Directions for this task >>
What you need to do is retype every entry exactly as written.

The input >>
⟨

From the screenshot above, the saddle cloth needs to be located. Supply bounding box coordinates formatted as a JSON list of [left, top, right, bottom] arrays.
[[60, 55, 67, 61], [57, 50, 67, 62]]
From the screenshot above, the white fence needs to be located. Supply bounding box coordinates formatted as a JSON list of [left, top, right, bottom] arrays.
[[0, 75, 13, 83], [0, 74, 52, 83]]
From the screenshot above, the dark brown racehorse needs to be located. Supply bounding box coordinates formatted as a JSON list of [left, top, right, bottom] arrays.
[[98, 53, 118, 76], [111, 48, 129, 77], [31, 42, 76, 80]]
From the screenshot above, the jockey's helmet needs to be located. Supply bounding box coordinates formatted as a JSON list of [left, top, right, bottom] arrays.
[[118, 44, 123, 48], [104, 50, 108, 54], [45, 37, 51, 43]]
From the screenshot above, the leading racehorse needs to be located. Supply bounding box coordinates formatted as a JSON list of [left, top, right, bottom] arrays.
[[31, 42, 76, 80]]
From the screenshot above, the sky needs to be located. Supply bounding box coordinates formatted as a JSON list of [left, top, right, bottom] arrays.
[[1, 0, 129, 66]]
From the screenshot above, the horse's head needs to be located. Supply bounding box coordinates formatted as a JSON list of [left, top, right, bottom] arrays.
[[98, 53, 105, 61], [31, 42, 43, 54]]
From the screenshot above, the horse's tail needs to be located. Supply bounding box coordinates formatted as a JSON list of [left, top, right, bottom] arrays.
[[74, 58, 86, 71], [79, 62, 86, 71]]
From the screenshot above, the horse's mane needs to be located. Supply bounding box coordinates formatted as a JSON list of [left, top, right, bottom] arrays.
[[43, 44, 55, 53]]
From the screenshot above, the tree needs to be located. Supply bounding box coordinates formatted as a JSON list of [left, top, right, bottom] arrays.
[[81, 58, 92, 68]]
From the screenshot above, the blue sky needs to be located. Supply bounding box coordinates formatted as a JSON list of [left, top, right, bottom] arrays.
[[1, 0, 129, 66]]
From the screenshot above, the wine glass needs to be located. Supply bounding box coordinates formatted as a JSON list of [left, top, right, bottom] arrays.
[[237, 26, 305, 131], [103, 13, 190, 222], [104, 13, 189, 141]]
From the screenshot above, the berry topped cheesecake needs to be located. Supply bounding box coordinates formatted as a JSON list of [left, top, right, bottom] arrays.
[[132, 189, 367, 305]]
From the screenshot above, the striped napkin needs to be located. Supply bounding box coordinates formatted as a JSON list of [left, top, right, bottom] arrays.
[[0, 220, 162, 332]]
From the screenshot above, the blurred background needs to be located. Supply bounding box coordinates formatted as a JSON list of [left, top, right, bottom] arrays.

⟩

Response >>
From the screenshot above, the saddle cloth needs to be located. Supply bounding box coordinates formatted as a JSON list of [left, top, right, bottom] arrays.
[[60, 55, 67, 61], [57, 50, 67, 62]]
From the screenshot above, the white fence needs to be located. Supply bounding box coordinates formatted as a JSON list of [left, top, right, bottom] arrays.
[[0, 75, 13, 83], [0, 74, 52, 83]]
From the screenshot above, the dark brown racehorse needs to be located. Supply bounding box coordinates formatted as a JSON list of [left, top, right, bottom] arrays.
[[98, 53, 118, 76], [111, 48, 129, 77], [31, 42, 76, 80]]
From the screenshot above, the jockey's helmet needs to be located. Supply bounding box coordinates formatted as a JSON list of [left, top, right, bottom] arrays.
[[118, 44, 123, 48], [104, 50, 108, 54], [45, 37, 51, 43]]
From the screenshot above, the leading racehorse needs to be located. Supply bounding box coordinates formatted as a JSON list of [left, top, right, bottom] arrays.
[[31, 42, 76, 80]]
From the screenshot above, the sky needs to be located. Supply bounding box coordinates formatted as a JSON list of [left, top, right, bottom] arrays.
[[1, 0, 129, 66]]
From the screenshot above, the horse's head needs to be located. Supply bounding box coordinates formatted as a JSON list of [left, top, right, bottom] arrays.
[[98, 53, 105, 61], [31, 42, 43, 54]]
From the screenshot above, the horse's tail needs to be located. Supply bounding box coordinates formatted as a JSON list of [left, top, right, bottom] arrays.
[[74, 58, 86, 71], [79, 62, 86, 71]]
From the screenshot above, the horse's mane needs to be located. Supply bounding box coordinates formatted as a JSON list of [left, top, right, bottom] arrays.
[[43, 44, 55, 53]]
From the screenshot above, the tree needs to be located. Supply bounding box coordinates formatted as a JSON list of [left, top, right, bottom] arrays.
[[81, 58, 92, 68]]
From the screenshot above, the blue sky needs to be located. Supply bounding box coordinates formatted as a JSON list of [left, top, right, bottom] arrays.
[[1, 0, 129, 66]]
From the screenshot above, the wine glass needs to be located. Supply bounding box coordinates formatted as a JSON list of [left, top, right, bottom] arrays.
[[237, 26, 305, 131], [103, 13, 190, 222], [104, 13, 189, 141]]
From the screenshot above, the berry topped cheesecake needs to be located. Supply bounding box coordinates formatted as a JSON list of [left, top, right, bottom] arrays.
[[132, 189, 367, 305]]
From the screenshot above, the striped napkin needs to be located. Supply bounding box coordinates formatted as a JSON list of [left, top, right, bottom] arrays.
[[0, 220, 162, 332]]
From the screenshot above, the blurred background needs to be located. Supply bounding box coordinates formatted as a JSON list of [left, top, right, bottom] arrays.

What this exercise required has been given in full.